◆ Passage shown ◆
╭──

Several years ago, Disney World executives were wondering what most captured the attention of toddlers and infants at their theme park and their main resort in Orlando, Florida. After all, if they imprinted positive memories in kids, they might embed a lifelong loyalty to their brand. Consequently they hired me and a cultural anthropologist to observe guests as they passed through and paused in the resort lobby, seeing murals, carpets, animated creatures, sweet-smelling snacks, colorful toys and more.
It was planned as a weeklong study. But after only a couple of hours of close observation, we realized that what most captured the young children’s attention wasn’t Disney-conjured magic. Instead it was their parents’ cell phones, especially when the parents were using them. Those kids clearly understood what held their parents’ attention — and they wanted it too. Cell phones were enticing action centers of their world as they observed it. When parents were using their phones, they were not paying complete attention to their children.
Giving undivided attention is the first and most basic ingredient in any relationship.
It is impossible to communicate, much less bond, with someone who can’t or won’t focus on you. At the same time, we often fail to realize how what we focus on comes to control our thoughts, our actions, and indeed, our very lives. Whatever we focus upon actually wires our neurons. For example, pessimistic people see setbacks and unhappy events as Personal (It’s worst for me), Pervasive (Everything is now worse) and Permanent (It will always be this way) according to Learned Optimism author Marty Seligman. Yet, with practice, he found that we can learn to focus more attention on the positive possibilities in situations to craft a redemptive narrative of our life story. Consciously changing what you pay attention to can rewire your brain from a negative orientation to a positive one. “Attention shapes the brain,” as Rick Hanson says in Buddha’s Brain.

╰──

◆ Work instructions ◆
a: In the attention passage, what most captured the young children's attention in the resort lobby?
b: Translate this sentence from the attention passage into Spanish: "Giving undivided attention is the first and most basic ingredient in any relationship."
c: In the attention passage, give the stretch from "It is impossible" through "in Buddha’s Brain." again, switching "neurons" to "brain cells".
The records are separate material with no connection to the attention passage.

◆ Dataset records ◆
╭──

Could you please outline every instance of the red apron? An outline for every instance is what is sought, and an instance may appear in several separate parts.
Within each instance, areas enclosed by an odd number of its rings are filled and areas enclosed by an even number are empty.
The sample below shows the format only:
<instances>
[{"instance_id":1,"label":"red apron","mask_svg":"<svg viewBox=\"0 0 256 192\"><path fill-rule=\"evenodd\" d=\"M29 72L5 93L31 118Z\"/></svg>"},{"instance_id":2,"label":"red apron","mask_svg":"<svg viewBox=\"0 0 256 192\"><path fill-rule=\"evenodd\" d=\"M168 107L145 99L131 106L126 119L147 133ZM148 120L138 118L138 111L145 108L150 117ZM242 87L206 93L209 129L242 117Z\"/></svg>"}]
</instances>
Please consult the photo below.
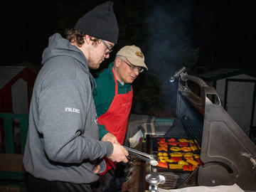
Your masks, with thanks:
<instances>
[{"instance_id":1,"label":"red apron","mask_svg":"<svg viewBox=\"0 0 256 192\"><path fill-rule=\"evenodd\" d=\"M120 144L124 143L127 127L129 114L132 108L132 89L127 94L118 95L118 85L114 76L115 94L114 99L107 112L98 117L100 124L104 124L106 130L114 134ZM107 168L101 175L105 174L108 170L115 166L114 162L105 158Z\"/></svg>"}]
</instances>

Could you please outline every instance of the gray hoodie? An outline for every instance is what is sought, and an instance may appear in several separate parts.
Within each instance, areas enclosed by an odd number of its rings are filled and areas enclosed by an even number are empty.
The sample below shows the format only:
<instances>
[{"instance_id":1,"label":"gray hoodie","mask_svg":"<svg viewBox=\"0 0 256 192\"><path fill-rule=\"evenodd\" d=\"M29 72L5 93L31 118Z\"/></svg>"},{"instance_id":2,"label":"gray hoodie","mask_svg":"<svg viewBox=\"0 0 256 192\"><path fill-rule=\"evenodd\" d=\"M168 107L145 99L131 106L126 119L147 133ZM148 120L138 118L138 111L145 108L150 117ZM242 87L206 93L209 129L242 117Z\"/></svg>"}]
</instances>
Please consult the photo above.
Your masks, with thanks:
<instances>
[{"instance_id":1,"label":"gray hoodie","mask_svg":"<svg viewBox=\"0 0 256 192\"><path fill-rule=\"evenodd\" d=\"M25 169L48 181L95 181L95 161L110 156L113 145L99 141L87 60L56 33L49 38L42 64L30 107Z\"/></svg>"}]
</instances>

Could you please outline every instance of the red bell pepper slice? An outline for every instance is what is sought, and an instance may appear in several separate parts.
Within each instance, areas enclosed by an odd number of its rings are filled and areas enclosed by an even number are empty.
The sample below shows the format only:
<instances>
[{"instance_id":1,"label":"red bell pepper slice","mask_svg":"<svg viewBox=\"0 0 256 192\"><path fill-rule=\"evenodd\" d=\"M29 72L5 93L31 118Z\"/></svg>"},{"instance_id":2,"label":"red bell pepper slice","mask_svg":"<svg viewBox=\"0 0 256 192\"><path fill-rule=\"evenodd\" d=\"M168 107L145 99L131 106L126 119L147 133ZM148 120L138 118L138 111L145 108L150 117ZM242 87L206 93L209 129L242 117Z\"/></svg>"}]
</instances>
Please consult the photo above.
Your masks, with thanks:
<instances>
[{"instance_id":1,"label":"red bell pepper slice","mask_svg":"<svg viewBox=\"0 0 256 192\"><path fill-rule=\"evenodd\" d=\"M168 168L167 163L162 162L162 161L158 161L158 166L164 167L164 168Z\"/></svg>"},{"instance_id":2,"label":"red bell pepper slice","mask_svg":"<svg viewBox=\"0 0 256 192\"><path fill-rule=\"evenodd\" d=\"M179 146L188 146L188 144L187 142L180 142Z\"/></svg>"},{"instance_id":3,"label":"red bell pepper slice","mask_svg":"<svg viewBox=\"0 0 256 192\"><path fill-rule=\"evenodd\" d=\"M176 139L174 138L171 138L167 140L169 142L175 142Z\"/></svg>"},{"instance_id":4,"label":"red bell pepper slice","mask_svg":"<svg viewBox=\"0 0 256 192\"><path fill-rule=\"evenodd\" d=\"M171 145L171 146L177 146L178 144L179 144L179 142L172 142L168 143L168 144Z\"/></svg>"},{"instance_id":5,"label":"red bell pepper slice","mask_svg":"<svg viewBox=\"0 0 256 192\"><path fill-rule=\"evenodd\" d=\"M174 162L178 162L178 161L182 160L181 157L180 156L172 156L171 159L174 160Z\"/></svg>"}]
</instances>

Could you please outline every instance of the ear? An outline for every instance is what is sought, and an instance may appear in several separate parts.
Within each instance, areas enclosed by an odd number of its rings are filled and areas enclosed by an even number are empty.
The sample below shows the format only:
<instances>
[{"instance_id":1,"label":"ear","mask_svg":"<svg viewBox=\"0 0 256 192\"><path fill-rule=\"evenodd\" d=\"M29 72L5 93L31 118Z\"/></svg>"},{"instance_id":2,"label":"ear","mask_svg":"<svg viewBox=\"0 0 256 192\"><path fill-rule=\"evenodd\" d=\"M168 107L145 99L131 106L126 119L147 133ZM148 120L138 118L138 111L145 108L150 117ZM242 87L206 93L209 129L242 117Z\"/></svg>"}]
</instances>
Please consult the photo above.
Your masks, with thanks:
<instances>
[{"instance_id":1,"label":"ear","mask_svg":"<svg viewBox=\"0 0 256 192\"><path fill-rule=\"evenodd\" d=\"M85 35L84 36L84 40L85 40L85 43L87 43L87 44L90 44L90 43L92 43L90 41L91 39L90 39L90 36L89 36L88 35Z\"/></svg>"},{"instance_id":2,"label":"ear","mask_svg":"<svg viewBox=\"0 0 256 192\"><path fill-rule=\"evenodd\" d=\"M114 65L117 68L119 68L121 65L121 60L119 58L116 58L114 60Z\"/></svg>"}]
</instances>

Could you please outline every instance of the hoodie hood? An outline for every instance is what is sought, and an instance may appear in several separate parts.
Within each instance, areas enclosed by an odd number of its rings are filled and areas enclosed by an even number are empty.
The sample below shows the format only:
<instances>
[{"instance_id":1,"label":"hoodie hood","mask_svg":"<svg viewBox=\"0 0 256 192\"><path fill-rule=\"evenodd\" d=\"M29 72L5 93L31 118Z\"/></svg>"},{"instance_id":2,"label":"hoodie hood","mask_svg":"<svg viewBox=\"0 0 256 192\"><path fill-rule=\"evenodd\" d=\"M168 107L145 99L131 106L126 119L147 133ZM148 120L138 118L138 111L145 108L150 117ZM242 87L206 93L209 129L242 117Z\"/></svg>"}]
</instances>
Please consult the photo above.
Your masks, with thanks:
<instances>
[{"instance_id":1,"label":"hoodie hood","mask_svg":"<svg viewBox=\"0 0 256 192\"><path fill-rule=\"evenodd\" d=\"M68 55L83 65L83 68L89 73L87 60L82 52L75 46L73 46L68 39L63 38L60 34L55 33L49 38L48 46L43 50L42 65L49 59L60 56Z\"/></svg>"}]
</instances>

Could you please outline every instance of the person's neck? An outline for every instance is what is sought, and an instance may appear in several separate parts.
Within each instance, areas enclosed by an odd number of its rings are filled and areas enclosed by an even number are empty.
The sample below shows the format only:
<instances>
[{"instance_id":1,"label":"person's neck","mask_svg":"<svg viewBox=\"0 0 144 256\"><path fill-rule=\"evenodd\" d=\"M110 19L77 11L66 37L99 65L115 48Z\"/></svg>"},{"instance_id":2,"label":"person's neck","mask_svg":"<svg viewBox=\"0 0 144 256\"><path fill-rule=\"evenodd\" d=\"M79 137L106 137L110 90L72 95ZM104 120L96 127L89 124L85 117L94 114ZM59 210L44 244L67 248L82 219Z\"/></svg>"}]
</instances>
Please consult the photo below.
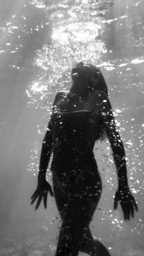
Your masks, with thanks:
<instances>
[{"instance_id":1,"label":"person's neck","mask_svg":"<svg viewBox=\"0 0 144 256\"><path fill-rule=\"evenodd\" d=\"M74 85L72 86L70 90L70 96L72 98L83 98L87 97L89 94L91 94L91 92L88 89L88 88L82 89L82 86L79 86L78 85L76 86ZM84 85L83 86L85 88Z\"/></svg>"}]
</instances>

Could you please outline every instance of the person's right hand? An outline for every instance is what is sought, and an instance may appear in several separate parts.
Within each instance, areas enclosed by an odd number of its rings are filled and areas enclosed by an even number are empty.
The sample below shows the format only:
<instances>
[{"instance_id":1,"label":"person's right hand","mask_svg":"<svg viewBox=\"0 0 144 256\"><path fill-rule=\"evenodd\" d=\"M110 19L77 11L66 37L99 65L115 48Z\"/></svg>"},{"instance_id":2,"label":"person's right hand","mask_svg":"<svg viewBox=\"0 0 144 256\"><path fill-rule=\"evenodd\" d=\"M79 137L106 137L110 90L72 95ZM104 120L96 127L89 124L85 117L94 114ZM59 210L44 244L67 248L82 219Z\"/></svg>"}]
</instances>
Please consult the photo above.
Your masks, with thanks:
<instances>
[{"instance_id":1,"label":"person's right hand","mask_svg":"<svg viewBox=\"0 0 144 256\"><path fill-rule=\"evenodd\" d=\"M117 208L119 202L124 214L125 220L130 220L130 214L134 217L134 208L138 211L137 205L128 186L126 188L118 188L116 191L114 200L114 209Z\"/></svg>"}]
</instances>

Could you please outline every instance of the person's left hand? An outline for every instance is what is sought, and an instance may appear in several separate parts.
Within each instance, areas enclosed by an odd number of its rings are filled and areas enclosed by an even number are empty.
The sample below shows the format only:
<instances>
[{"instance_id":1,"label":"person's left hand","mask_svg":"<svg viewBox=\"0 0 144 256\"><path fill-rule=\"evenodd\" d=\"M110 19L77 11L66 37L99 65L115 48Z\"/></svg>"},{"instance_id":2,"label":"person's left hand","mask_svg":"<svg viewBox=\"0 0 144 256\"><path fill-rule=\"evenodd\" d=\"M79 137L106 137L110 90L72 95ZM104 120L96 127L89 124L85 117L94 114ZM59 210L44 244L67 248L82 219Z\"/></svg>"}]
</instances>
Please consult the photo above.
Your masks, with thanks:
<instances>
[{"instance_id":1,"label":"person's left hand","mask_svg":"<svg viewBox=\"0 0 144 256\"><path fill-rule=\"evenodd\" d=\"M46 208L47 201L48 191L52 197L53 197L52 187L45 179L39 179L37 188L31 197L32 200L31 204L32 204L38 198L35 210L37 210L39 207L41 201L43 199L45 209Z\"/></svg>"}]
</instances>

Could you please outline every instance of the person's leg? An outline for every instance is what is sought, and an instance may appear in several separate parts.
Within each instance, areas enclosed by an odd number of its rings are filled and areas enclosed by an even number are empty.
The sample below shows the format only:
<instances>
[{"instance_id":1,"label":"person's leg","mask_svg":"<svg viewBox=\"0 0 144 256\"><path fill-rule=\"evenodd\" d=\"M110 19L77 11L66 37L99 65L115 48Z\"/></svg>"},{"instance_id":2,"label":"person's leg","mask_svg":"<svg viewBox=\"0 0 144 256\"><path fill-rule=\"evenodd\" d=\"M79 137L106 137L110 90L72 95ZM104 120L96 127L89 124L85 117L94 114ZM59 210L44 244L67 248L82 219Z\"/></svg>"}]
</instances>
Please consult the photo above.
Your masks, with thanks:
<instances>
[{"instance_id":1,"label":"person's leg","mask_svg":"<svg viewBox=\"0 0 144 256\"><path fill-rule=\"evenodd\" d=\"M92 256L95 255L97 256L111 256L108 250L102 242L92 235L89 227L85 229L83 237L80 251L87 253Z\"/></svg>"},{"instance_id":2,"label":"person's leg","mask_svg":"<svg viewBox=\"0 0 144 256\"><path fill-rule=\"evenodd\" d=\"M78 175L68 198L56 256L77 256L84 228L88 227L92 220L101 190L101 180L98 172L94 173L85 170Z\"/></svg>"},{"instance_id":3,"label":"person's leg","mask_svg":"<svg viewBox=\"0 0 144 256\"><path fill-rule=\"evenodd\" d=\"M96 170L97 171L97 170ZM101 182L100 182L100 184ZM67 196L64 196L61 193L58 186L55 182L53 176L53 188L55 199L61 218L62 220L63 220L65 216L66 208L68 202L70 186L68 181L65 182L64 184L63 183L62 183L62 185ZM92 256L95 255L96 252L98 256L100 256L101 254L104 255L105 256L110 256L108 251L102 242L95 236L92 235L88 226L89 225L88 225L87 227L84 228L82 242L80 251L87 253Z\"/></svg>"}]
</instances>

╰──

◆ Answers to this exercise ◆
a: Their parents' cell phones, especially when the parents were using them.

b: Prestar una atención total es el ingrediente primero y más básico de cualquier relación.

c:
It is impossible to communicate, much less bond, with someone who can’t or won’t focus on you. At the same time, we often fail to realize how what we focus on comes to control our thoughts, our actions, and indeed, our very lives. Whatever we focus upon actually wires our brain cells. For example, pessimistic people see setbacks and unhappy events as Personal (It’s worst for me), Pervasive (Everything is now worse) and Permanent (It will always be this way) according to Learned Optimism author Marty Seligman. Yet, with practice, he found that we can learn to focus more attention on the positive possibilities in situations to craft a redemptive narrative of our life story. Consciously changing what you pay attention to can rewire your brain from a negative orientation to a positive one. “Attention shapes the brain,” as Rick Hanson says in Buddha’s Brain.